WHAT TO WORK ON - What you return must match the records character for character.

MATERIAL PROVIDED -
BEGIN

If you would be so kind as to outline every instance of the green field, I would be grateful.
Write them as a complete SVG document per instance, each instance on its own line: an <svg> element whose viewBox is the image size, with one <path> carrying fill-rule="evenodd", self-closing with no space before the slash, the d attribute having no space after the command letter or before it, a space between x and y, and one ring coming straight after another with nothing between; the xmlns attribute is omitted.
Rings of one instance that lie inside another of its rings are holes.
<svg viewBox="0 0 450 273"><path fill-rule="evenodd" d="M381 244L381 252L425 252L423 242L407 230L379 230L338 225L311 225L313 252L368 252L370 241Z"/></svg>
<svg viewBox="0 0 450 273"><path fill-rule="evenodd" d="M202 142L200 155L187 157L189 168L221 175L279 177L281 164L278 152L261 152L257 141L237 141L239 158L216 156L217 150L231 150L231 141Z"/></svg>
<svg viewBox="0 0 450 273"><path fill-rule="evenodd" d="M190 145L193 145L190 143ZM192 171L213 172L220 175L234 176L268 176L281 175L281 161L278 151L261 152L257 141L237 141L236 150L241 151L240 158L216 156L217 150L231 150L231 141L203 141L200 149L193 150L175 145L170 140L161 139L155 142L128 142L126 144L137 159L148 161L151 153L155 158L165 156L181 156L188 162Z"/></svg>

END

EXPECTED ANSWER -
If you would be so kind as to outline every instance of the green field, I would be grateful.
Write them as a complete SVG document per instance, each instance on its own line: an <svg> element whose viewBox is the image size, with one <path> carrying fill-rule="evenodd", self-closing with no space before the slash, the d attribute having no space after the command letter or before it, a space between x and y, and one ring coming straight after another with nothing between; the xmlns attribute is omitted.
Rings of one instance that lie inside another of its rings are holes.
<svg viewBox="0 0 450 273"><path fill-rule="evenodd" d="M381 244L381 252L425 252L423 242L407 230L379 230L338 225L311 225L313 252L368 252L370 241Z"/></svg>
<svg viewBox="0 0 450 273"><path fill-rule="evenodd" d="M202 142L200 155L187 157L189 168L221 175L279 177L281 164L278 152L261 152L257 141L237 141L239 158L216 156L217 150L231 150L231 141Z"/></svg>
<svg viewBox="0 0 450 273"><path fill-rule="evenodd" d="M190 145L193 145L190 143ZM192 171L213 172L220 175L234 176L268 176L281 175L281 161L278 151L261 152L257 141L237 141L236 150L241 151L240 158L216 156L217 150L231 150L231 141L203 141L200 149L193 150L175 145L170 140L161 139L155 142L128 142L126 144L137 159L148 161L151 153L155 158L165 156L181 156L188 162Z"/></svg>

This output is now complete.